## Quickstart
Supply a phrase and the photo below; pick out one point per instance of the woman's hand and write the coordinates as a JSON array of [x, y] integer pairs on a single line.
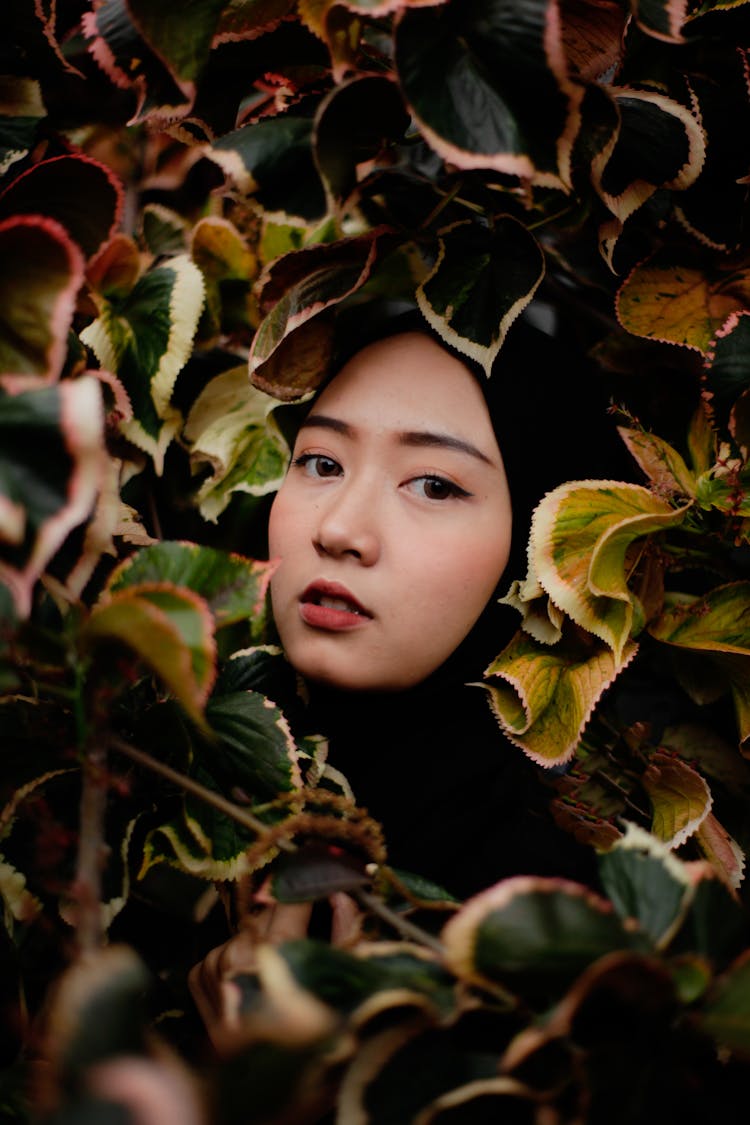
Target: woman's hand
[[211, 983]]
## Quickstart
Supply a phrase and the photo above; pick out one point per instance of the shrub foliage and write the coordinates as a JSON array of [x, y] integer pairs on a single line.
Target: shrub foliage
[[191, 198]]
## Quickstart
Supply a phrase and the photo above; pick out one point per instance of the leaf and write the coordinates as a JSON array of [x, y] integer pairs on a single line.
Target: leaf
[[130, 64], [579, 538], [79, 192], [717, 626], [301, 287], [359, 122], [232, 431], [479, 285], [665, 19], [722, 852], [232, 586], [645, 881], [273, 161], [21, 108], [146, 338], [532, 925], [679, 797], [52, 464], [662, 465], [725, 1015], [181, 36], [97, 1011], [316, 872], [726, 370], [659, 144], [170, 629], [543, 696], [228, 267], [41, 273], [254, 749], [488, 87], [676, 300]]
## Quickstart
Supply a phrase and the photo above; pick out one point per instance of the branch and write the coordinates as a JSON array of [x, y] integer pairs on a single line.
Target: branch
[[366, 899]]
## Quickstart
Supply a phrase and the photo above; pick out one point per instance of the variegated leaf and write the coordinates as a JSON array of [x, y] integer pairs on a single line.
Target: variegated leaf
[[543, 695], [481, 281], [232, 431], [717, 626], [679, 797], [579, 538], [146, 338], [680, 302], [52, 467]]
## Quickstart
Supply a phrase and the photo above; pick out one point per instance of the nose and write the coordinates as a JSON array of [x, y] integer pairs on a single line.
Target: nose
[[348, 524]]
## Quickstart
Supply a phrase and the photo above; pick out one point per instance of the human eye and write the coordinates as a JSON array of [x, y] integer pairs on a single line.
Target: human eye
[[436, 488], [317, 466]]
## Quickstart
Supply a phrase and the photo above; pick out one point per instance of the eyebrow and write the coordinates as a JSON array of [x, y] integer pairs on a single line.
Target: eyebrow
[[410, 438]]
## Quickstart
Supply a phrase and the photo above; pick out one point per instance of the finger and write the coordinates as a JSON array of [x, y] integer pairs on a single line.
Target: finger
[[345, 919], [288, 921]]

######

What you are asked to do: Pictures are to be left out; the records above must be repeated word for word.

Solution:
## Quickstart
Supply a phrase and the photo below; pick out one point per instance of the woman's hand and write the coordinates as a JSON array of [x, y] integer pairs on a single line.
Target: woman's hand
[[211, 983]]
## Quickstart
Supply a phrase and the photo above; pick out one point per instance of the shrub foliage and write the coordinates as a JSON array of [x, y] integer pairs on a single line.
Target: shrub foliage
[[191, 198]]
## Quickstart
Supply a phrase and the photo above; pick out one point per instance of the leaf and write the coordinates as a JSON array of [x, y] integer pairs on a single line.
Target: leaf
[[130, 64], [579, 538], [79, 192], [717, 626], [301, 287], [359, 122], [232, 431], [479, 285], [665, 19], [722, 852], [232, 586], [645, 881], [273, 161], [21, 108], [146, 338], [532, 925], [679, 797], [52, 464], [662, 465], [725, 1015], [181, 36], [97, 1011], [316, 872], [726, 370], [659, 144], [170, 629], [543, 696], [228, 267], [41, 273], [254, 749], [488, 87], [676, 300]]
## Quickstart
Supply a phrase and the photo above; pick out one point per instance of the branch and write the coordinates as a JSON array of [x, y] integer pairs on a single line.
Target: branch
[[366, 899]]
## Quickstart
Supply a phrase and the photo above; pick out one point per instance of the variegated leaf and write the coordinates as a JSON array of [x, y] integer pairs on a single line.
Target: variegated leaf
[[543, 695], [481, 281], [232, 431], [717, 626], [679, 797], [579, 538], [146, 338], [680, 302], [52, 467]]
## Quickstart
Supply a phrase and the photo above; pick out one point per instance of the nose and write the coordinates as a JSON array of [x, y] integer pairs on a single line.
Target: nose
[[348, 524]]
## Quickstart
Supply a phrase and the photo above; pick out one point per instance of the human eye and write the coordinates as a JSON array of [x, y] integer pairs on a single line.
Target: human eye
[[436, 488], [317, 466]]
## Quickstart
Supply a phrase and the photo above; pick out one point per instance of the eyebrow and write the coordinates as a JSON array of [x, y] integer pairs on a single line.
Target: eyebrow
[[410, 438]]
## Quickstart
Supply a phrase and the photo above; pick out one point per instance of the finger and write the coordinates as a JSON array of [x, y] integer pairs on a single line.
Target: finger
[[345, 919], [288, 921]]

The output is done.